§ **TASK BRIEF**
Copy out the rows below word for word, from the line containing "Query: girl's face" through the end of the rows, including both ends.

Begin SUPPLIED ENTRIES

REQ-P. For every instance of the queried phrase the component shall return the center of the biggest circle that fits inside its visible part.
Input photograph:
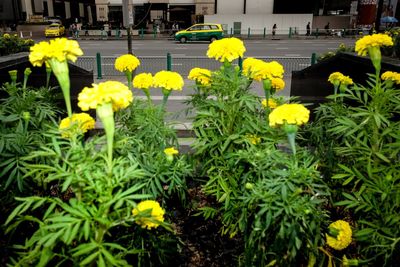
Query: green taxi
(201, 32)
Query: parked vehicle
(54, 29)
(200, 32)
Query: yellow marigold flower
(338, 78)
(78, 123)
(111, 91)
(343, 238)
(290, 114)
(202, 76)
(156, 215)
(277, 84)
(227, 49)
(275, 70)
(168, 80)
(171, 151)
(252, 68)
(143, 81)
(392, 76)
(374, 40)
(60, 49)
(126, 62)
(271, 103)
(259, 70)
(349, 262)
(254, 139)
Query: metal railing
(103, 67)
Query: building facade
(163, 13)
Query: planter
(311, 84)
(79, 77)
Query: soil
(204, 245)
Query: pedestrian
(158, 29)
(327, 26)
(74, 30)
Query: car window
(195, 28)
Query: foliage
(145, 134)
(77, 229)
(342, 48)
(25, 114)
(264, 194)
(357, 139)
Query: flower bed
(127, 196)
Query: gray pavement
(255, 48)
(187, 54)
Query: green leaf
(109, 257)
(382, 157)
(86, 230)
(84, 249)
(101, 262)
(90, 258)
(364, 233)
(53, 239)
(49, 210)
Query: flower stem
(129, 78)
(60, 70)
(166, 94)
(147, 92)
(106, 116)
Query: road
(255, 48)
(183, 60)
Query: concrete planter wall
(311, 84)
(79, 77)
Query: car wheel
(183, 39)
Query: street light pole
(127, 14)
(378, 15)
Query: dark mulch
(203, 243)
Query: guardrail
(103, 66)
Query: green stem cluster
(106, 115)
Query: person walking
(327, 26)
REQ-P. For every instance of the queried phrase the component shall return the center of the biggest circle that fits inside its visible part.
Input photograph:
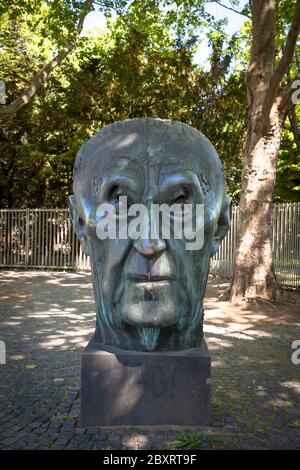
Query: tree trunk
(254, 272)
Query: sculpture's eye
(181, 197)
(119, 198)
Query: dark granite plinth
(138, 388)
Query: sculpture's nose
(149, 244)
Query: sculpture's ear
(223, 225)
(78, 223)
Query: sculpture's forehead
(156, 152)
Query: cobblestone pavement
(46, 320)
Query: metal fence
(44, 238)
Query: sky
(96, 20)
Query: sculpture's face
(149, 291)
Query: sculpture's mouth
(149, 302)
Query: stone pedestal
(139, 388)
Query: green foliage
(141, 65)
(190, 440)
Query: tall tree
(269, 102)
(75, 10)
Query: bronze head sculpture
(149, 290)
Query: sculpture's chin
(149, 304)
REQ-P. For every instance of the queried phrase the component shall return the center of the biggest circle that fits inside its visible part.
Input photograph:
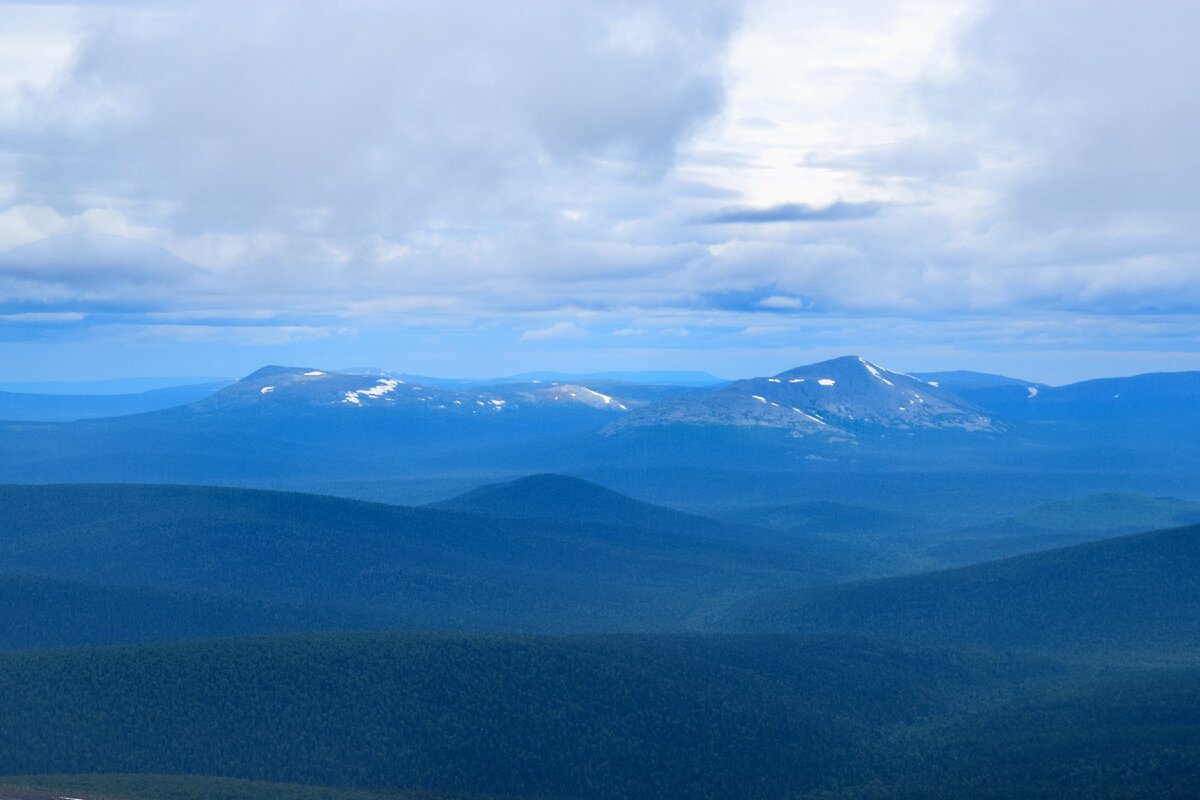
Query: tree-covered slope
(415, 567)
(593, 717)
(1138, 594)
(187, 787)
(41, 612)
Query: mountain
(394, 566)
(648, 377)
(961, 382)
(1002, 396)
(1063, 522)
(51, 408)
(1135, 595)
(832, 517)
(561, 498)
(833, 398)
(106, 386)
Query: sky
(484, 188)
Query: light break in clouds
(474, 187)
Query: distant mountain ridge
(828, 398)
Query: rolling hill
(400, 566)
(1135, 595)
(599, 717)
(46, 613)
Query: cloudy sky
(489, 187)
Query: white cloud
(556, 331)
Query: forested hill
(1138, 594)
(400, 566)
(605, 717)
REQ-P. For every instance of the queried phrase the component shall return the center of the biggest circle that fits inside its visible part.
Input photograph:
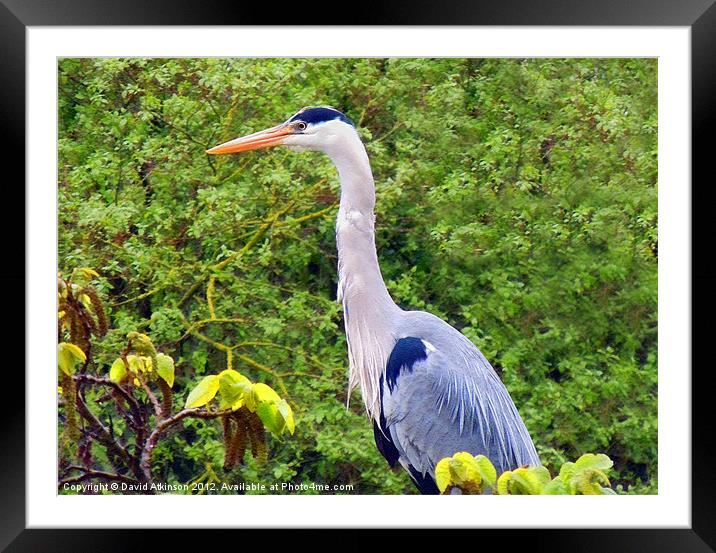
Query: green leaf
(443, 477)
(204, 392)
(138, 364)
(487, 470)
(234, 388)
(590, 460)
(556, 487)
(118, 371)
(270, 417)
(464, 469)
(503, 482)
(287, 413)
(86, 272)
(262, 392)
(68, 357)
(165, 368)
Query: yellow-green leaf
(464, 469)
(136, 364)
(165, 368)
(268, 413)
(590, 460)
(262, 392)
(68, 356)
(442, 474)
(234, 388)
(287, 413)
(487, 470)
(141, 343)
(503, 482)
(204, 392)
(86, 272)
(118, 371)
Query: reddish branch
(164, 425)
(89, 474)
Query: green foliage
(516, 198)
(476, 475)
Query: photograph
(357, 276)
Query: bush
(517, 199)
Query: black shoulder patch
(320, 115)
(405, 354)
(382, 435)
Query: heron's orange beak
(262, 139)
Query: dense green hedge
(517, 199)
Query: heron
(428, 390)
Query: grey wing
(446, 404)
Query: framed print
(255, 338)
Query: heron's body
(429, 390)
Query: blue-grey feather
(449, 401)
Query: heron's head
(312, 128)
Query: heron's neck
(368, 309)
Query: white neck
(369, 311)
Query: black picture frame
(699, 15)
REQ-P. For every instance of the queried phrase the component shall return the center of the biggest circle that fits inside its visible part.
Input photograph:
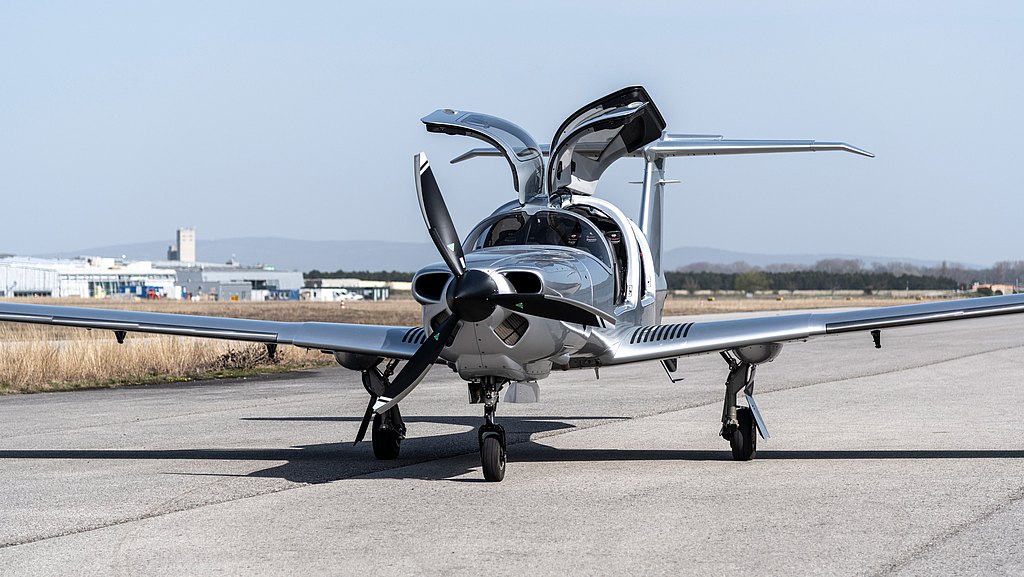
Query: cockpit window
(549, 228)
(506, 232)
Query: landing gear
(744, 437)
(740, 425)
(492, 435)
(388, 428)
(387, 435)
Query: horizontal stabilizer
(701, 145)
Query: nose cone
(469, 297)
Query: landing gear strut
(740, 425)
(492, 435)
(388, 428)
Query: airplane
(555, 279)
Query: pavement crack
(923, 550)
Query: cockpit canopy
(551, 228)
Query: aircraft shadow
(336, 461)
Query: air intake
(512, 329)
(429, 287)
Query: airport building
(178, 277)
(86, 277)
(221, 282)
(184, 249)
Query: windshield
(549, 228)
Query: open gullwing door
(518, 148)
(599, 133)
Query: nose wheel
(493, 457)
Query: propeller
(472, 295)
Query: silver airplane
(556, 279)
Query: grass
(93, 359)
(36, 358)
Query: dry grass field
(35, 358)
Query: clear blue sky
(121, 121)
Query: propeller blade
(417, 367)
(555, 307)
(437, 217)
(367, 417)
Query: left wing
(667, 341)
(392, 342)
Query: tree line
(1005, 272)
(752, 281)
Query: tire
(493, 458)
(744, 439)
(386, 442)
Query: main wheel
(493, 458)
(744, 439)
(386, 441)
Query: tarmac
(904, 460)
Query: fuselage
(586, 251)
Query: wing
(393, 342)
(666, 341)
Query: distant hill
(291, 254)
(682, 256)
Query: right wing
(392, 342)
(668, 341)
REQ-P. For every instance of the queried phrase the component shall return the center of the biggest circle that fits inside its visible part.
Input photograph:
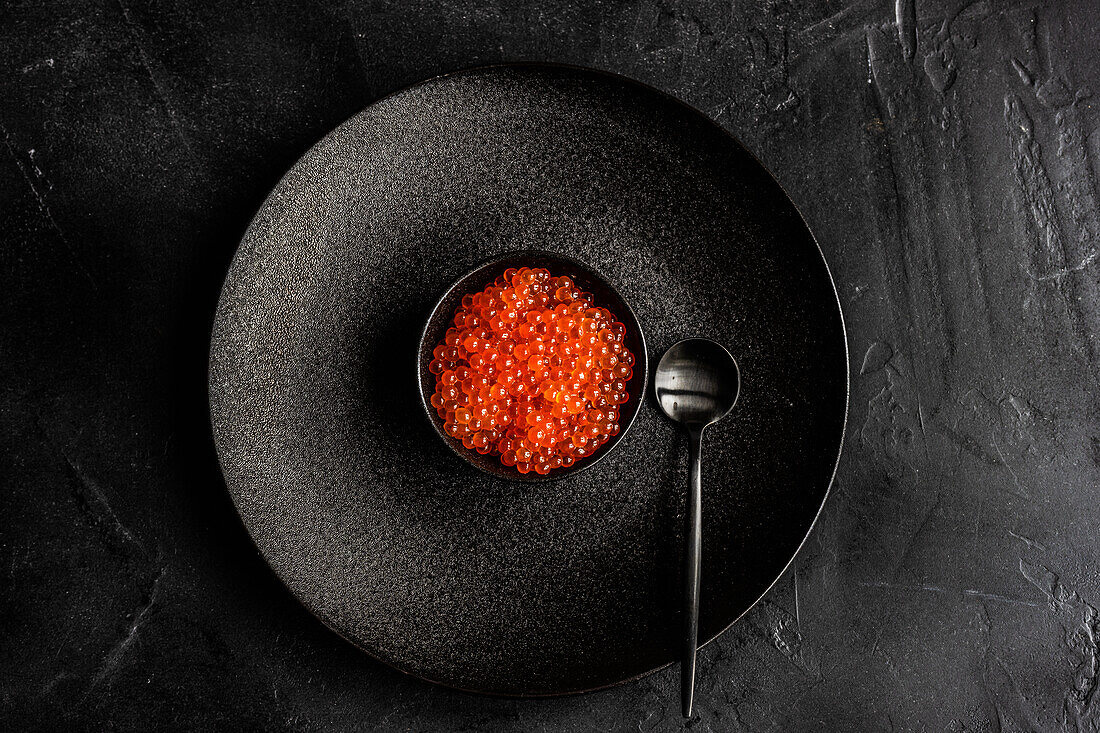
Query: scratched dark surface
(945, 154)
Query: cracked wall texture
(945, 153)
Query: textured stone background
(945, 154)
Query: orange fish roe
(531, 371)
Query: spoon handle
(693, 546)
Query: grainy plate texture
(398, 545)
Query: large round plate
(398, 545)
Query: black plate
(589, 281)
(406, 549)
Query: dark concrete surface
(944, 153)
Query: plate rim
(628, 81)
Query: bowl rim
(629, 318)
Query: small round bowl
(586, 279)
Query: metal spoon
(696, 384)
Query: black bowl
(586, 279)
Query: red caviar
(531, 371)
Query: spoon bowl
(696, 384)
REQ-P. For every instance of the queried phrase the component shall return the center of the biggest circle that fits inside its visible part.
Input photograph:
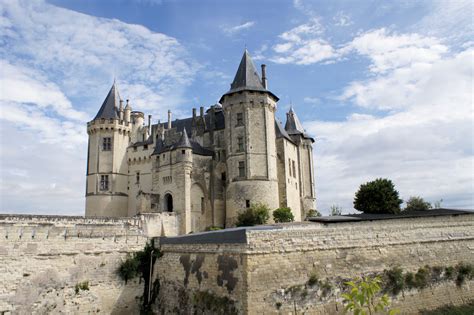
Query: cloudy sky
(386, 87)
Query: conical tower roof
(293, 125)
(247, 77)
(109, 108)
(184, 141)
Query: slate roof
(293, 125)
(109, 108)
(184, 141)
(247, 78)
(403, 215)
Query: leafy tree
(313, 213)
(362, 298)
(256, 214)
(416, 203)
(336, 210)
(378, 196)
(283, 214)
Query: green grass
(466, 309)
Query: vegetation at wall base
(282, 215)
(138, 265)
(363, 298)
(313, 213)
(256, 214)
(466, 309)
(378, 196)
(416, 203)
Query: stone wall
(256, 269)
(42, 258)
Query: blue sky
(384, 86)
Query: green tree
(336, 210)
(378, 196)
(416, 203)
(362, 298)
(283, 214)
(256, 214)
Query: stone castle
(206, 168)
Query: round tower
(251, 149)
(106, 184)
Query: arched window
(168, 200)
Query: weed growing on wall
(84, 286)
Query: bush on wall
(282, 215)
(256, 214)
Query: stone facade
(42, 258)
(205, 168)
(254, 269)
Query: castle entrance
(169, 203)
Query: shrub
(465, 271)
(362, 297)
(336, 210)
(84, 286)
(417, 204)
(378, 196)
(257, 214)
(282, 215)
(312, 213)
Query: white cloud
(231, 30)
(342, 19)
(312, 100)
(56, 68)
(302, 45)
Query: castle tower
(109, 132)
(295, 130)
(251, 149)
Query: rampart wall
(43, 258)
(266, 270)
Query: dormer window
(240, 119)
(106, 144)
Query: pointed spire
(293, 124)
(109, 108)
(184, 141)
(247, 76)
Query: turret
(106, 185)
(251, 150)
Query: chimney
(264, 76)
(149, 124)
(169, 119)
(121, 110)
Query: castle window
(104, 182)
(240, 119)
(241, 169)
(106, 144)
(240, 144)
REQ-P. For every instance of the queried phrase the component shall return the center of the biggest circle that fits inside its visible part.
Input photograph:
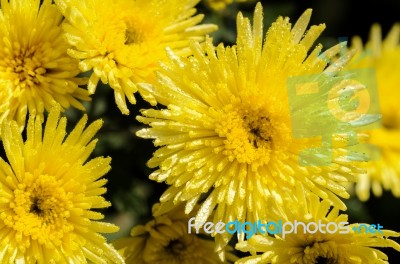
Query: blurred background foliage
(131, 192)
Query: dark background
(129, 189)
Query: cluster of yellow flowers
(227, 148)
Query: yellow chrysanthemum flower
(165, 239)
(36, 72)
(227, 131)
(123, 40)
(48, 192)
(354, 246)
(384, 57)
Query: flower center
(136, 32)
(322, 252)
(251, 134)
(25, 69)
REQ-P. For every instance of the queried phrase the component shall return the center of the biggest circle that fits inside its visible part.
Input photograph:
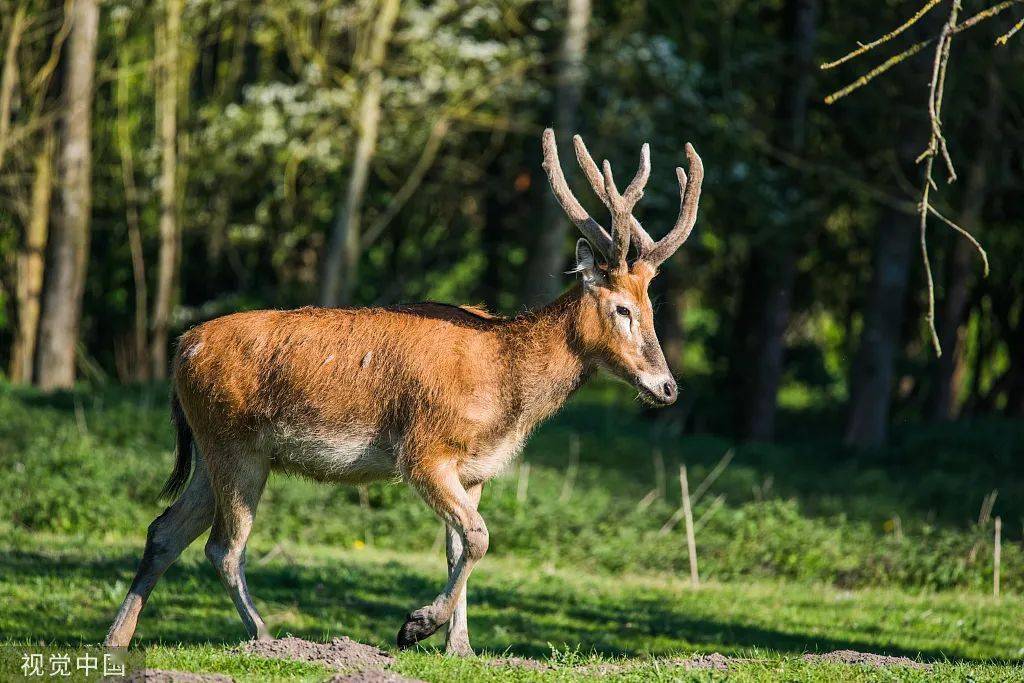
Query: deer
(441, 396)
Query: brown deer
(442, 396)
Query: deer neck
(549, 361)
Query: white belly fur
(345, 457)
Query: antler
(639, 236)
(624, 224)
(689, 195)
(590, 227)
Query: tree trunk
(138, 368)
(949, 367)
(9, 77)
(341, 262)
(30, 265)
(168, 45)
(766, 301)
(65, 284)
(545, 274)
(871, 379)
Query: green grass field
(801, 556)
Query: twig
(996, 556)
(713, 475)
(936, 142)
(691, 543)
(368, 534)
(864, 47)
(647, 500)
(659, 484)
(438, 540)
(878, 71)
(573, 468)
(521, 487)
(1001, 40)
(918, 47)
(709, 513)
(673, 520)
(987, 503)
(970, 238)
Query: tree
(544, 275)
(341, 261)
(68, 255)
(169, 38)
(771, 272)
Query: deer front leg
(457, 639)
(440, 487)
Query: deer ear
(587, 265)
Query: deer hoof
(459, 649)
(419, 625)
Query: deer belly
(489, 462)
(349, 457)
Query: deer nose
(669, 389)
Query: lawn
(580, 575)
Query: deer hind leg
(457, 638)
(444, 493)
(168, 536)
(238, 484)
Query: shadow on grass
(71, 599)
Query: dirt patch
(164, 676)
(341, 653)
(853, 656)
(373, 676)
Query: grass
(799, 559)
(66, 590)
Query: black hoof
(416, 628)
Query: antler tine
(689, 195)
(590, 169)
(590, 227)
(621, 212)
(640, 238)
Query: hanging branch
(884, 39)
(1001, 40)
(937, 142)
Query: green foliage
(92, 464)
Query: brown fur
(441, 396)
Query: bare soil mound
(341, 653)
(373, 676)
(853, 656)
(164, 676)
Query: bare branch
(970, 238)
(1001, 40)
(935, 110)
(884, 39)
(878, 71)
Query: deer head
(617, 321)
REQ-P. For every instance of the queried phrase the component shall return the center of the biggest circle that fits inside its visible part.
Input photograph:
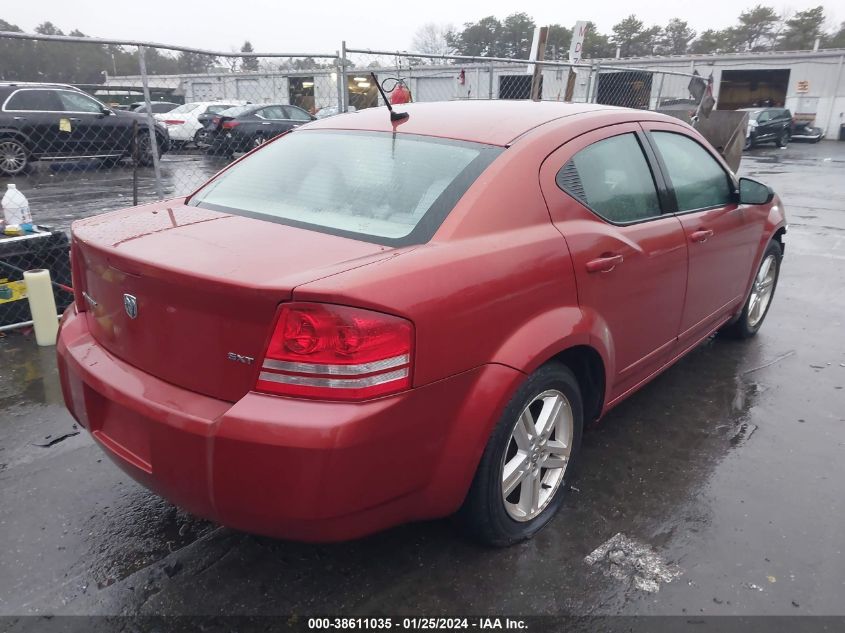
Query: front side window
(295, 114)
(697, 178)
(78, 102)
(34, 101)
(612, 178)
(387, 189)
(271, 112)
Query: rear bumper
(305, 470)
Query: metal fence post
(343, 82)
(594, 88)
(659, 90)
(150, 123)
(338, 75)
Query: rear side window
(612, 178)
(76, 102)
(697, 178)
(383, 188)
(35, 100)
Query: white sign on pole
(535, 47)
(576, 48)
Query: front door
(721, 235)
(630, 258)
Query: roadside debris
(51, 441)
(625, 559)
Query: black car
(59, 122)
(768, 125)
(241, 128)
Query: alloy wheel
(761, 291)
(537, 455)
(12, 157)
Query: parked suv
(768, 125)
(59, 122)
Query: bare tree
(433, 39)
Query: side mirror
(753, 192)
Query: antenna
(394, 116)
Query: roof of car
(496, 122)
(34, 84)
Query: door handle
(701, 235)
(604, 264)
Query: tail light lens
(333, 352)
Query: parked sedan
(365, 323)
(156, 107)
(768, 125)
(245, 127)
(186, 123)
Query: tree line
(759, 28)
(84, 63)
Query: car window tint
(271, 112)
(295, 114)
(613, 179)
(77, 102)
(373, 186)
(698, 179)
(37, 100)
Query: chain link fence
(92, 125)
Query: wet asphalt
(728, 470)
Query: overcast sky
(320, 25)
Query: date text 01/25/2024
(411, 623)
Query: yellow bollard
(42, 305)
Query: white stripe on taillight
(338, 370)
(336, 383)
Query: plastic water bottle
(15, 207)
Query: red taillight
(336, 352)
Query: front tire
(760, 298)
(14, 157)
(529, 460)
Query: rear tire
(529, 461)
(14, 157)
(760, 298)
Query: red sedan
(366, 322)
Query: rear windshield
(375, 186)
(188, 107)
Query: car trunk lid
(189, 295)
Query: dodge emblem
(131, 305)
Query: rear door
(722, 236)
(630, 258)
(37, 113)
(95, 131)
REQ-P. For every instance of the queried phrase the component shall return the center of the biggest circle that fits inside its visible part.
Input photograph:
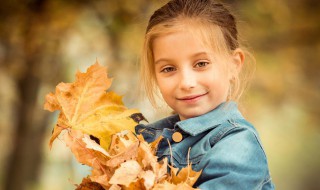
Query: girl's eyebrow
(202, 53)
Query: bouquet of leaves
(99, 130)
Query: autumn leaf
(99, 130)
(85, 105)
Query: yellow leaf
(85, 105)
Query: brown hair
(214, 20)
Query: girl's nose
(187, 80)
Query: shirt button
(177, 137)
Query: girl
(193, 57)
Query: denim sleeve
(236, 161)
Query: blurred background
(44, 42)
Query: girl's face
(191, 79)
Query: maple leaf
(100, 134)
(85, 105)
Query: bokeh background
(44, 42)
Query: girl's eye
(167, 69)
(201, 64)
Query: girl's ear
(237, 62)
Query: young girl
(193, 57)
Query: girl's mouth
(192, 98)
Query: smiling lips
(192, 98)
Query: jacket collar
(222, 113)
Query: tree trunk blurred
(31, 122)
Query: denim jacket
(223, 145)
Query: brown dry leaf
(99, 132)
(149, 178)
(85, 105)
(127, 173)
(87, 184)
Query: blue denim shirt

End SUPPLIED ENTRIES

§ **WRITTEN ANSWER**
Query: girl's face
(191, 79)
Query: maple leaf
(100, 134)
(85, 105)
Query: bokeh background
(44, 42)
Query: girl's eye
(167, 69)
(201, 64)
Query: girl's ear
(237, 62)
Query: young girl
(193, 57)
Query: girl's mouth
(192, 98)
Query: smiling lips
(192, 98)
Query: jacket collar
(222, 113)
Query: tree trunk blurred
(31, 122)
Query: denim jacket
(223, 145)
Query: brown dry leaf
(99, 132)
(149, 178)
(85, 105)
(127, 173)
(87, 184)
Query: blue denim shirt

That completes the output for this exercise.